TEXTAUSZUG:
Wenn Julia Nothelfer mit ihrem Sohn ein Museum betritt, seien manchmal gleich zwei besorgt prüfende Augenpaare auf sie gerichtet, erzählt die Leiterin des Spielzeugmuseums in Riehen. Dabei sei ihr Kind «super erprobt» was Museen angehe und würde nicht gleich losrennen und Objekte anfassen.
Viele Museen tun sich schwer mit Kindern: Sind sie geduldet? Erwünscht? Gibt es ein Begleitprogramm für sie? Oder wird eine Ausstellung sogar von vornherein für Kinder konzipiert?
In einem Spielzeugmuseum liegt ja nun nichts näher, als dass es dezidiert für Kinder gestaltet ist. Nicht so die Dauerausstellung im Wettsteinhaus, wo tausende Spielsachen aus 200 Jahren in Glasvitrinen stehen. Seit einem Vierteljahrhundert ist sie unverändert. Ganze Miniaturlandschaften, aus Holz geschnitzt, Zinnsoldätchen, Puppen und Häuschen, Kreisel oder Schattenspiele: Hier liegt ein reicher Schatz an Kulturgeschichte. Doch lebendig wird er nicht.
Für Kinder ist die Ausstellung kaum begreifbar, «ist ja auch frustrierend, all das Spielzeug hinter Glas verschlossen. Es fehlt die Erfahrung und die Möglichkeit, selbst anzuknüpfen», sagt Nothelfer.
Noch trauriger ist es um die anderen beiden Teile des Museums bestellt. Das Rebbaumuseum im einstigen Weinkeller des Basler Bürgermeisters Johann Rudolf Wettstein und das Dorfmuseum werden kaum mehr besucht. In letzteres kämen nicht einmal mehr Riehener Schulklassen, sagt die Museumsleiterin.
Frage der Daseinsberechtigung
Es sei klar geworden: «Das Museum muss sich grundlegend verändern, damit es eine Daseinsberechtigung hat», sagt Nothelfer. Zumal es mit den «Spielzeug Welten» ein Museum in der Innenstadt gibt, das ebenfalls Wertvoll-Historisches hinter Glas zeigt.
Die Veränderungen, die sich in Riehen anbahnen, setzen an der Wurzel an und hinterfragen ein ganzes System. Wegbereitend sind die guten Erfahrungen der vergangenen Jahre: Dort, wo die Ausstellungsmacher von der Welt der Kinder ausgingen, nämlich in den Sonderausstellungen und den Aktionen im Hof, da tröpfelten die Familien nicht nur rein, nein, sie strömten.

AUFGABEN:
1. Beantworten Sie anhand des Textauszugs die folgenden Fragen:
(a) Worin stehen die Spielsachen der Dauerausstellung im Wettsteinhaus?
(b) Seit wann ist diese Dauerausstellung unverändert?
(c) In welchem Gebäudeteil ist das Rebbaumuseum untergebracht?
2. Schreiben Sie die Passage des Textauszugs zwischen „Wenn Julia Nothelfer“ und „und Objekte anfassen.“ einschließlich wortgetreu ab.
3. Zählen Sie alle Arten von Spielsachen auf, die der Textauszug als Bestand der Dauerausstellung im Wettsteinhaus nennt.
Verwenden Sie ausschließlich die Angaben aus dem Textauszug.

ENTNOMMENES MATERIAL:
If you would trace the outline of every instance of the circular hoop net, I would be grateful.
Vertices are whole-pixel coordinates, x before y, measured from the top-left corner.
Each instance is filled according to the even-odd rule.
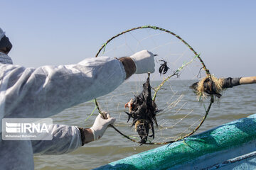
[[[124,31],[108,40],[96,55],[113,57],[129,57],[142,50],[157,55],[155,72],[150,74],[151,96],[157,106],[154,138],[149,130],[146,144],[171,143],[193,134],[203,124],[210,110],[213,96],[203,100],[190,86],[210,74],[203,60],[186,41],[175,33],[155,26],[137,27]],[[166,62],[166,74],[159,67]],[[100,113],[109,112],[117,118],[113,127],[126,138],[140,143],[140,137],[127,123],[129,112],[124,108],[143,89],[147,74],[134,74],[111,94],[95,99]]]

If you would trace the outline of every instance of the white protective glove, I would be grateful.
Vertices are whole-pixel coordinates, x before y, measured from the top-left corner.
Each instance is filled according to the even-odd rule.
[[[142,50],[131,55],[136,65],[136,74],[154,73],[154,60],[152,52],[148,50]]]
[[[90,128],[93,133],[94,140],[99,140],[102,137],[108,125],[114,123],[115,121],[115,118],[110,118],[110,115],[107,112],[102,111],[102,113],[107,115],[107,119],[104,119],[103,116],[99,113],[93,125]]]

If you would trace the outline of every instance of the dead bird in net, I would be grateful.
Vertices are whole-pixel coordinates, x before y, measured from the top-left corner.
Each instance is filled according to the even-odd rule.
[[[159,62],[164,62],[164,63],[160,64],[160,67],[159,67],[159,69],[160,75],[161,74],[166,74],[167,72],[168,69],[169,69],[170,68],[168,67],[167,62],[166,61],[164,61],[164,60],[159,60]]]
[[[207,95],[214,95],[220,98],[222,96],[220,94],[222,90],[222,82],[213,76],[212,79],[209,77],[205,77],[201,81],[193,84],[190,88],[193,89],[198,96],[203,96],[206,93]]]
[[[129,108],[129,113],[125,112],[128,115],[128,120],[133,118],[132,126],[135,127],[141,138],[139,142],[142,144],[147,141],[148,137],[154,138],[154,122],[158,126],[156,114],[158,112],[156,104],[152,100],[151,94],[151,86],[149,83],[149,74],[146,81],[143,84],[142,92],[135,96],[124,106]],[[152,131],[152,135],[149,135],[149,129]]]

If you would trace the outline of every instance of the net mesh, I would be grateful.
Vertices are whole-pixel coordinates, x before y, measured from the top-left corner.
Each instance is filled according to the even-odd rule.
[[[208,98],[198,102],[189,89],[207,73],[202,71],[201,62],[188,45],[176,36],[156,29],[138,29],[114,38],[104,45],[99,57],[128,57],[142,50],[158,55],[150,83],[152,97],[157,91],[155,102],[161,111],[156,115],[159,126],[154,127],[155,137],[149,137],[148,142],[162,143],[182,138],[198,126],[211,104]],[[159,69],[164,62],[169,69],[161,74]],[[142,91],[147,76],[146,74],[134,74],[111,94],[97,99],[102,110],[117,118],[115,127],[137,141],[139,137],[134,128],[130,128],[132,121],[127,123],[125,111],[128,109],[124,108],[124,104]]]

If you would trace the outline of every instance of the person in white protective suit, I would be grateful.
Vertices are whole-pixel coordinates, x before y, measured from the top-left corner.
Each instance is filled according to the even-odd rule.
[[[130,57],[85,59],[76,64],[26,68],[12,64],[11,43],[0,28],[0,128],[2,118],[45,118],[105,95],[132,74],[154,72],[147,50]],[[33,169],[33,154],[60,154],[102,137],[115,121],[99,114],[90,128],[53,125],[52,140],[0,140],[0,169]]]

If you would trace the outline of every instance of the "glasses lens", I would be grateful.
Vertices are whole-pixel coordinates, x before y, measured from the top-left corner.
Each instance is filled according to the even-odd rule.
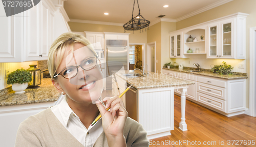
[[[84,70],[88,70],[94,68],[97,64],[96,57],[91,57],[84,61],[81,66]]]
[[[65,77],[70,78],[74,76],[77,73],[77,68],[75,67],[71,67],[63,70],[61,74]]]

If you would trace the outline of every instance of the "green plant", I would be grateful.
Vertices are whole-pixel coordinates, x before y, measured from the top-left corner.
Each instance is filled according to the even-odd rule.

LÖSUNGEN:
1.
(a) In Glasvitrinen.
(b) Seit einem Vierteljahrhundert.
(c) Im einstigen Weinkeller des Basler Bürgermeisters Johann Rudolf Wettstein.

2.
Wenn Julia Nothelfer mit ihrem Sohn ein Museum betritt, seien manchmal gleich zwei besorgt prüfende Augenpaare auf sie gerichtet, erzählt die Leiterin des Spielzeugmuseums in Riehen. Dabei sei ihr Kind «super erprobt» was Museen angehe und würde nicht gleich losrennen und Objekte anfassen.

3. Miniaturlandschaften, Zinnsoldätchen, Puppen, Häuschen, Kreisel, Schattenspiele